● **Task input**:
::::::::::

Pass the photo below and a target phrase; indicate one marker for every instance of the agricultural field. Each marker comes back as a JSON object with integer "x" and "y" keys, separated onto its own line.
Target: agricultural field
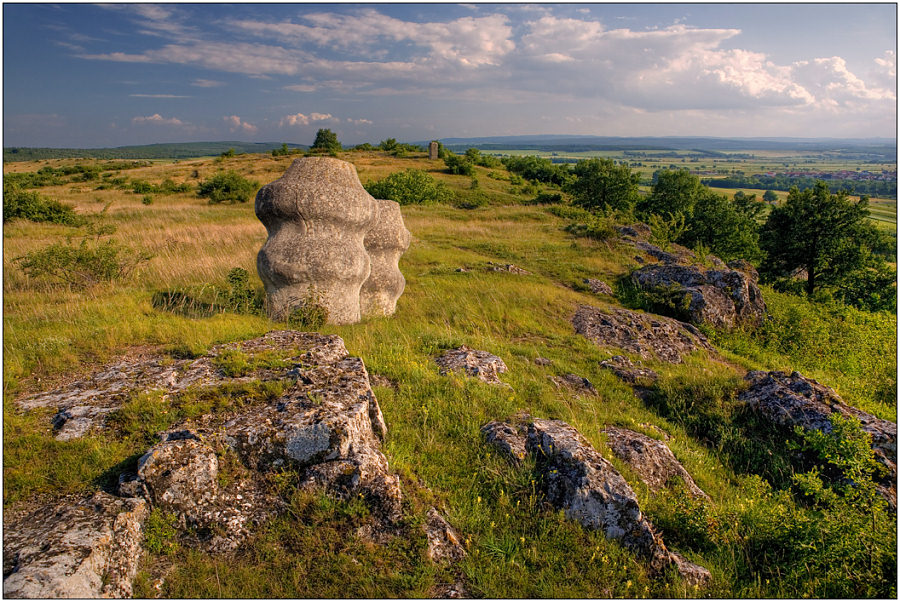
{"x": 756, "y": 534}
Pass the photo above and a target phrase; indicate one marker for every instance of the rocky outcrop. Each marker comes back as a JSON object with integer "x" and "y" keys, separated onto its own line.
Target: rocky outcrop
{"x": 580, "y": 481}
{"x": 576, "y": 383}
{"x": 85, "y": 404}
{"x": 213, "y": 471}
{"x": 443, "y": 540}
{"x": 76, "y": 548}
{"x": 792, "y": 400}
{"x": 318, "y": 217}
{"x": 646, "y": 335}
{"x": 385, "y": 242}
{"x": 722, "y": 298}
{"x": 598, "y": 287}
{"x": 632, "y": 374}
{"x": 650, "y": 459}
{"x": 472, "y": 362}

::::::::::

● **Brief**: Copy all of the lines above word for word, leaving out the picture.

● **Result of this task**:
Pass the photo below and a target phrase; indicate one marker for every instance of the agricultural field. Each marker comes back as a JSON object with integer "x" and "y" keys, separated onto its own line.
Target: agricultural field
{"x": 756, "y": 534}
Pass the photo above and a target phrase; indicate one marker for every instance of the rocky outcrop. Each marker comes back as a JSON object with integer "x" and "y" keys, separated onto its own line.
Target: rocky outcrop
{"x": 580, "y": 481}
{"x": 576, "y": 383}
{"x": 85, "y": 404}
{"x": 213, "y": 471}
{"x": 443, "y": 540}
{"x": 76, "y": 548}
{"x": 792, "y": 400}
{"x": 318, "y": 217}
{"x": 646, "y": 335}
{"x": 385, "y": 242}
{"x": 722, "y": 298}
{"x": 598, "y": 287}
{"x": 632, "y": 374}
{"x": 650, "y": 459}
{"x": 472, "y": 362}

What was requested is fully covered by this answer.